— WORK ITEM —
In the article about the ACC2 mouse study, how much less did the mice with the blocked enzyme weigh than other mice?

— DOCUMENT EXCERPT —
Washington It may be possible someday to gorge yourself with rich food and still lose weight if a technique performed on laboratory mice also works for humans.
Scientists at Baylor College of Medicine in Houston found that if an enzyme called acetyl-CoA carboxylase 2, or ACC2, is blocked in mice, the animals can eat much more food than other mice and still weigh 10 to 15 percent less.
"If it works in humans like it did in the mouse, I would like it for myself," said Salih Wakil, the chairman of biochemistry and molecular biology at Baylor. He is senior author of a study appearing today in the journal Science. "This could be a real boon for couch potatoes," Wakil added. "They could sit on the couch, eat and still lose weight."
Baylor researchers identified a gene that makes ACC2 and then bred mice that lacked both copies of the gene. Such animals are called "knockout mice" because a gene has been knocked out or muted.

— INPUT DATA —
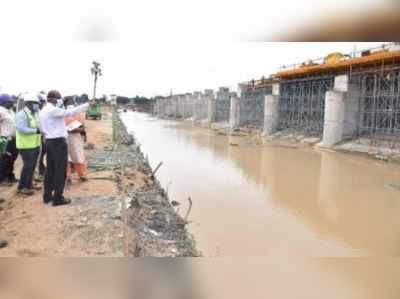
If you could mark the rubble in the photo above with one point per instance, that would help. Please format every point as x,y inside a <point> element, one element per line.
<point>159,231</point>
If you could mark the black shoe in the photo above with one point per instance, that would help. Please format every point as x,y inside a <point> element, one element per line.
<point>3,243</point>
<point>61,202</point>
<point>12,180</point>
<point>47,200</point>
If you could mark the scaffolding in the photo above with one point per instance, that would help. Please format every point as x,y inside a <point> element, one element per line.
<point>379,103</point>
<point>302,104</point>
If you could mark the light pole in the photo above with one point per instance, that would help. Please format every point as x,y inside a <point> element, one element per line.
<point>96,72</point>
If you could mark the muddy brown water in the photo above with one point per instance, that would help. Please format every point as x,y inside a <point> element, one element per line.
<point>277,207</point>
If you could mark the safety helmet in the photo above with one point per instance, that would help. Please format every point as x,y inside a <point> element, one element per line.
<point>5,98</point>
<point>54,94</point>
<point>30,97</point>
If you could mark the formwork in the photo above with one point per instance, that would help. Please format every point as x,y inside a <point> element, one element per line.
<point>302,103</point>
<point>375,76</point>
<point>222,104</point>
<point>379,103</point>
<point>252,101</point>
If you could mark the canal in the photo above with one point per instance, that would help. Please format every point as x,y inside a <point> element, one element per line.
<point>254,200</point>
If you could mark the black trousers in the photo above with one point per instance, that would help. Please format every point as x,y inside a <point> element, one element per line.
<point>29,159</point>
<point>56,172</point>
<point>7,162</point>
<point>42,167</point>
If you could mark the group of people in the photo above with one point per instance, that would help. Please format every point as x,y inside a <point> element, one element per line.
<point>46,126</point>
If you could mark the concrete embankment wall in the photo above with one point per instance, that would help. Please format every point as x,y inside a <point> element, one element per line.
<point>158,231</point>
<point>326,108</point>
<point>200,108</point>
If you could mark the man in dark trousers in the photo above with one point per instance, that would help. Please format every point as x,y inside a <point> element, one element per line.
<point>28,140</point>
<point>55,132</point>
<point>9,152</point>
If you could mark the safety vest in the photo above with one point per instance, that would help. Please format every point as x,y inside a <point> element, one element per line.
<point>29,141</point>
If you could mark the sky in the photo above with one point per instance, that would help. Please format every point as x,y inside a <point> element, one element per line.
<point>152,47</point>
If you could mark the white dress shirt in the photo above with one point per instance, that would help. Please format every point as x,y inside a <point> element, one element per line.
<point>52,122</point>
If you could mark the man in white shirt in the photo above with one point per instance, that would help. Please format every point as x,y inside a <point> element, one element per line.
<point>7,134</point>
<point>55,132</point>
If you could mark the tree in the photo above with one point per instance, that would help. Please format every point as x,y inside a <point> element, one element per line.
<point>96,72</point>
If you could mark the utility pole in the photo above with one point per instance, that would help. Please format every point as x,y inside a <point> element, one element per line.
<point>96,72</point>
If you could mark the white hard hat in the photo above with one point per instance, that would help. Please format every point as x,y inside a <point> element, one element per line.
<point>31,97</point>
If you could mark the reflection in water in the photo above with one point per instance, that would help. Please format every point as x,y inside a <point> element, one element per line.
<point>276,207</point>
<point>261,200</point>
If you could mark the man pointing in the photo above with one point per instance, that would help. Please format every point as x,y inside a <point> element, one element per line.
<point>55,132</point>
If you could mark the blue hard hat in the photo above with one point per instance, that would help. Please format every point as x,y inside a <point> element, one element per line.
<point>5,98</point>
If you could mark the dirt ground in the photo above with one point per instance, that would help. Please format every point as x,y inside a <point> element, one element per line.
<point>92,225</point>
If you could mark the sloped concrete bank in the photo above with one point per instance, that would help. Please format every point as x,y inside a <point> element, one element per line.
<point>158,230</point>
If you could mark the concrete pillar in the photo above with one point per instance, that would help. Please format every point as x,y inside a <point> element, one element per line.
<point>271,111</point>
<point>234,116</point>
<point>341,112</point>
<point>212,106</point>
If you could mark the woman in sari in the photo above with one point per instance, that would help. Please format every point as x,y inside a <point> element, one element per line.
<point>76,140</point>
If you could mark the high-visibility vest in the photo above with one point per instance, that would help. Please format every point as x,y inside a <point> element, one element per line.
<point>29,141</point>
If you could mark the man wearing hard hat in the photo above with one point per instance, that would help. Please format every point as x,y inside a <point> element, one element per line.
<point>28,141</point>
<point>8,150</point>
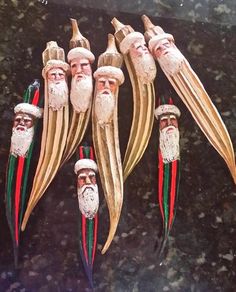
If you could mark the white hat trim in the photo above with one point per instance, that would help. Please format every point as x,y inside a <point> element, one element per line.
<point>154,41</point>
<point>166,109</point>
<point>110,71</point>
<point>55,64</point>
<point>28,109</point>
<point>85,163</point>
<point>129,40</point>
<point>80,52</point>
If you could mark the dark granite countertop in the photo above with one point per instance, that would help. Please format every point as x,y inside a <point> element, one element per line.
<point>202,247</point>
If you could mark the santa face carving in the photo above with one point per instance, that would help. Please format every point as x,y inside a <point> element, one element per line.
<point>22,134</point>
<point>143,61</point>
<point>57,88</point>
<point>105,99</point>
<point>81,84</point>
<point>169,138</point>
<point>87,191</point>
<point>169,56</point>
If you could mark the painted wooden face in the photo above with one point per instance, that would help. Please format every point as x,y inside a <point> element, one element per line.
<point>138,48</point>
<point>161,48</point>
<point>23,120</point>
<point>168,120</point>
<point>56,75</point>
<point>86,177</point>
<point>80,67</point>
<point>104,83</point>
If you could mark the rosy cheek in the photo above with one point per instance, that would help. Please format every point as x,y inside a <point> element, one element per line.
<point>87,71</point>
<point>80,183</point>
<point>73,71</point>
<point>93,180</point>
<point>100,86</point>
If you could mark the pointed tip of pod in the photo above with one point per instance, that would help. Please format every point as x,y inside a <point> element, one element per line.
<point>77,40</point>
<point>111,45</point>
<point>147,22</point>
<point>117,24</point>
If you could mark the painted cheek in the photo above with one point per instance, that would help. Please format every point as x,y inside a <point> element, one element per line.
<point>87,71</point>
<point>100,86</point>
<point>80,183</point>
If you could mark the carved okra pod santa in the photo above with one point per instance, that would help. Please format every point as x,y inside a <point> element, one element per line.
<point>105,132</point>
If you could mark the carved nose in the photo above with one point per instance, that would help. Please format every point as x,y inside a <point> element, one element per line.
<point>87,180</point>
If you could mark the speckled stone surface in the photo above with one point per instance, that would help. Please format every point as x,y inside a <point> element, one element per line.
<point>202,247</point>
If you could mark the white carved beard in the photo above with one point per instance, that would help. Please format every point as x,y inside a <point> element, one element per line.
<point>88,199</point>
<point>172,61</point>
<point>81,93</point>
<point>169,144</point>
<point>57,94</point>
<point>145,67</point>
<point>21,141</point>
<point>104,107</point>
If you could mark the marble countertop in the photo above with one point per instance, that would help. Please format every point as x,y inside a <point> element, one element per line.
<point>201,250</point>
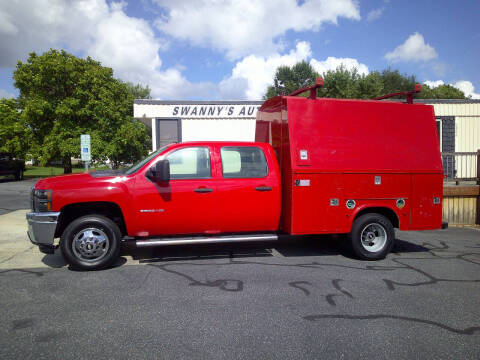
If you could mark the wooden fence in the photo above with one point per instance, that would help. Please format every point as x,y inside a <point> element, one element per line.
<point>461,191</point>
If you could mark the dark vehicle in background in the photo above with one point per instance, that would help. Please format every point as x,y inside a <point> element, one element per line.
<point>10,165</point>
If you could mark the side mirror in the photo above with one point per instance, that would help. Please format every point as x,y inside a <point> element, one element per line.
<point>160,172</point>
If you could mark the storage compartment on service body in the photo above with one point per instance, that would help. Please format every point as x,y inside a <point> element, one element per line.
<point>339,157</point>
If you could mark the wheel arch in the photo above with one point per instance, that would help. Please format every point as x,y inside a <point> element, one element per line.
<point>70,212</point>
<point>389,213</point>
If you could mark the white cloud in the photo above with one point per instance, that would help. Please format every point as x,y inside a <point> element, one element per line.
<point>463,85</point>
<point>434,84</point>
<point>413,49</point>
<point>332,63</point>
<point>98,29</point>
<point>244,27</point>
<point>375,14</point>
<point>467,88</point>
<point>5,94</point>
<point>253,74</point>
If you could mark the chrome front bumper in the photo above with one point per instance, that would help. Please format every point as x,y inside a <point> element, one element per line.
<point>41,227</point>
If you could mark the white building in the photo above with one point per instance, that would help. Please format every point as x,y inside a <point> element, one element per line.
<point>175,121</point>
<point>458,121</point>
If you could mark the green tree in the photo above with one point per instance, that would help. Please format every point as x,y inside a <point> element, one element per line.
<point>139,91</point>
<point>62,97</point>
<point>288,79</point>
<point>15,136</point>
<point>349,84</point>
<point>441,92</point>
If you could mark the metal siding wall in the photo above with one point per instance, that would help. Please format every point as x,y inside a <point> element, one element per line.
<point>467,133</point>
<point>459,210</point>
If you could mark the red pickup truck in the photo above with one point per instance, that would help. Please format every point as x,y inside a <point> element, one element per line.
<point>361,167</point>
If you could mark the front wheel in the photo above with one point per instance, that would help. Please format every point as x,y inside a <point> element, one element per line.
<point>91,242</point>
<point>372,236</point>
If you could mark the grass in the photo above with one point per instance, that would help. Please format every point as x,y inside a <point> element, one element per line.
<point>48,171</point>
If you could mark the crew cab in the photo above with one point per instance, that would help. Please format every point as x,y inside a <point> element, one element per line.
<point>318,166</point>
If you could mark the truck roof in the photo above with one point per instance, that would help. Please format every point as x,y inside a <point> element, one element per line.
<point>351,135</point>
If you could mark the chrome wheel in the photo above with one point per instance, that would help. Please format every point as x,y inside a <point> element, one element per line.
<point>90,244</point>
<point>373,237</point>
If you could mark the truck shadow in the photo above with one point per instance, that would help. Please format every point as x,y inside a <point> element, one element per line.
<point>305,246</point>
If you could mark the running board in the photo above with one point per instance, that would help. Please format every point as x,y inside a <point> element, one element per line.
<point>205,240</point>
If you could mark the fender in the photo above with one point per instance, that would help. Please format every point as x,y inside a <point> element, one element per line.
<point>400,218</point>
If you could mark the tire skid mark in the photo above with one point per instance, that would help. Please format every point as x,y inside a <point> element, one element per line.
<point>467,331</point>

— RESPONSE TO THE EXERCISE —
10 to 15 percent less